■ **Tasks for this exercise**:
(A) In the movie blog post, what is the writers' goal for this year?
(B) Reproduce the movie blog post from "Last year, between" up to and including "all of them.".

* START Text section *

Last year, between the two of us, we watched an average of 317 movies.
This year our goal is to top that by watching at least one a day.
And as an extra special torture, we've decided to write about all of them.

18 June 2008

Margot at the Wedding, dir. Noah Baumbach (2007)

NIKKI says:
What has happened to Noah Baumbach? He used to be clever and insightful. He used to make movies about human beings, believable ones with foibles and idiosyncrasies you could relate to. He used to create characters just like you, and you laughed with them because you'd been there: Young, crazy, insecure, jealous, in love.

Now he just makes movies about reprehensible people who talk and act in ways I've never encountered. Perhaps I'm from the wrong side of Brooklyn, but I just don't know these people.

So, I understand there are crackpots out there. I also understand there are damaged men and women floating on this planet that crave destruction, of themselves or those around them, that thrive on the devastation they create. I also know there are people out there who remains utterly blind to the machinations of others, or who choose to ignore it because the pain of confrontation is just so great. I get that. What I don't get is why I'm supposed to find a story about those people that never seeks to explain them, explore them, or redeem them anything but a waste of my time.

* END Text section *
* START Record excerpts *

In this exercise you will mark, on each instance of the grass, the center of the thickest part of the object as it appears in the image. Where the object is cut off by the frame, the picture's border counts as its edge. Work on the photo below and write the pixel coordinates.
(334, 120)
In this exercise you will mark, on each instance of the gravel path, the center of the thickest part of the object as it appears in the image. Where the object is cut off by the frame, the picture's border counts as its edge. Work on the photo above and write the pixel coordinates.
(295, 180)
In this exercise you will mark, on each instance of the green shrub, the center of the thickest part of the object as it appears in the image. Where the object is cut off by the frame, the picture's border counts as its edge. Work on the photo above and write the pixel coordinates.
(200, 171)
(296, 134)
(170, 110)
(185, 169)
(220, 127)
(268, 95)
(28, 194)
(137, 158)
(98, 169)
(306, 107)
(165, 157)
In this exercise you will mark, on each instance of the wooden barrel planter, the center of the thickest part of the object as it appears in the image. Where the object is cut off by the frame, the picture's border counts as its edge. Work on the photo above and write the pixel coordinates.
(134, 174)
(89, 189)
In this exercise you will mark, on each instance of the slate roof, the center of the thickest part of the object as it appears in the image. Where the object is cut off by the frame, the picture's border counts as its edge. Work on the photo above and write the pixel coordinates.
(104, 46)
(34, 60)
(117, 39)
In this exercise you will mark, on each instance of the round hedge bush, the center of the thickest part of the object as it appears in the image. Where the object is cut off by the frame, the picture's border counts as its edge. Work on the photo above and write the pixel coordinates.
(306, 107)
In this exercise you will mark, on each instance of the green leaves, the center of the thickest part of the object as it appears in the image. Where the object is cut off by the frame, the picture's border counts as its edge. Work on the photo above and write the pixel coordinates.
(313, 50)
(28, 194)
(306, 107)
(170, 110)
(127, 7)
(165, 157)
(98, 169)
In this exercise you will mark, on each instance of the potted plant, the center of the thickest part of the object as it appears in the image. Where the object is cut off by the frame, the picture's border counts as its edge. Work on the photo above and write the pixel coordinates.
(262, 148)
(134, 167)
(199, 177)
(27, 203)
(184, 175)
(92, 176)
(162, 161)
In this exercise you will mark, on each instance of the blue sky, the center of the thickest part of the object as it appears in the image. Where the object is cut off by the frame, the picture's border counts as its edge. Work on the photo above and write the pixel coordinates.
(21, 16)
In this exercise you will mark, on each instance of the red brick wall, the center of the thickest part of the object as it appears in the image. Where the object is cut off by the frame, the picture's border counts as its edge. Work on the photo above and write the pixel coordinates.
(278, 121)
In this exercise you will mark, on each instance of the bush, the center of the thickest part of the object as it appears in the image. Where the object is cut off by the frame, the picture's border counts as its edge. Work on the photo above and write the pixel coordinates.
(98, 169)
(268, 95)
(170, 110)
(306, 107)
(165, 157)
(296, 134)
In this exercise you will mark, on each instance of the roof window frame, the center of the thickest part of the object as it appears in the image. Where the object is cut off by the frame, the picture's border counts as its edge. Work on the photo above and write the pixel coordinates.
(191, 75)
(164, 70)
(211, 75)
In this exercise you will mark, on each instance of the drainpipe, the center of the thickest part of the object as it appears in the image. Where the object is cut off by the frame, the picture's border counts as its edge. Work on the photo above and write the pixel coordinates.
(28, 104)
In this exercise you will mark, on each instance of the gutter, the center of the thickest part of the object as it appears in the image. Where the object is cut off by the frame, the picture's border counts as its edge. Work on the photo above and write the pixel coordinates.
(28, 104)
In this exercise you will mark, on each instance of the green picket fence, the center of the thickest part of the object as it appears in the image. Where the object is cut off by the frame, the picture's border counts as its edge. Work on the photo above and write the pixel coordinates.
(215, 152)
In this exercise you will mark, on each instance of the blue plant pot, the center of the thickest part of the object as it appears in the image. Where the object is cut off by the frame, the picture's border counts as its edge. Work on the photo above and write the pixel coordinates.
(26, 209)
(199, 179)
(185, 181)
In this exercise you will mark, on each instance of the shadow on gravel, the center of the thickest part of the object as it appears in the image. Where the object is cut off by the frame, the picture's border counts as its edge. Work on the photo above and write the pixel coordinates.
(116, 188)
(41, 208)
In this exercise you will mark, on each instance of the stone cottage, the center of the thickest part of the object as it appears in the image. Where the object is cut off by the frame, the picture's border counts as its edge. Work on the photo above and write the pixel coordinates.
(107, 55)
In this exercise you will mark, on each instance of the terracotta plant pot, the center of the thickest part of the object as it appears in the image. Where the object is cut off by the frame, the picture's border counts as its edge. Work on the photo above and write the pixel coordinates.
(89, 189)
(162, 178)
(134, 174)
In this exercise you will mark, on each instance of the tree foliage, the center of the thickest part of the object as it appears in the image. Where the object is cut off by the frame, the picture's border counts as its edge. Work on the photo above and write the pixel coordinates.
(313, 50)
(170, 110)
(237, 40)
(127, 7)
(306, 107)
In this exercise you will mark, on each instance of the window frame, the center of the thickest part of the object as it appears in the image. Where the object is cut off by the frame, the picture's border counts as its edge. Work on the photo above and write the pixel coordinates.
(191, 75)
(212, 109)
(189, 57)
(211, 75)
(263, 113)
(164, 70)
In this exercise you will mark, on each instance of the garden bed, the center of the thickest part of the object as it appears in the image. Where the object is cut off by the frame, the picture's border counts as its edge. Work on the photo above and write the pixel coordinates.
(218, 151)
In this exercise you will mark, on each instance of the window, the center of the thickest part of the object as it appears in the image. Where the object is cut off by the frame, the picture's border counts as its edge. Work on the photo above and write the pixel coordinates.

* END Record excerpts *

■ **Answers to the problems**:
(A) To top last year's average of 317 movies by watching at least one movie a day.

(B)
Last year, between the two of us, we watched an average of 317 movies.
This year our goal is to top that by watching at least one a day.
And as an extra special torture, we've decided to write about all of them.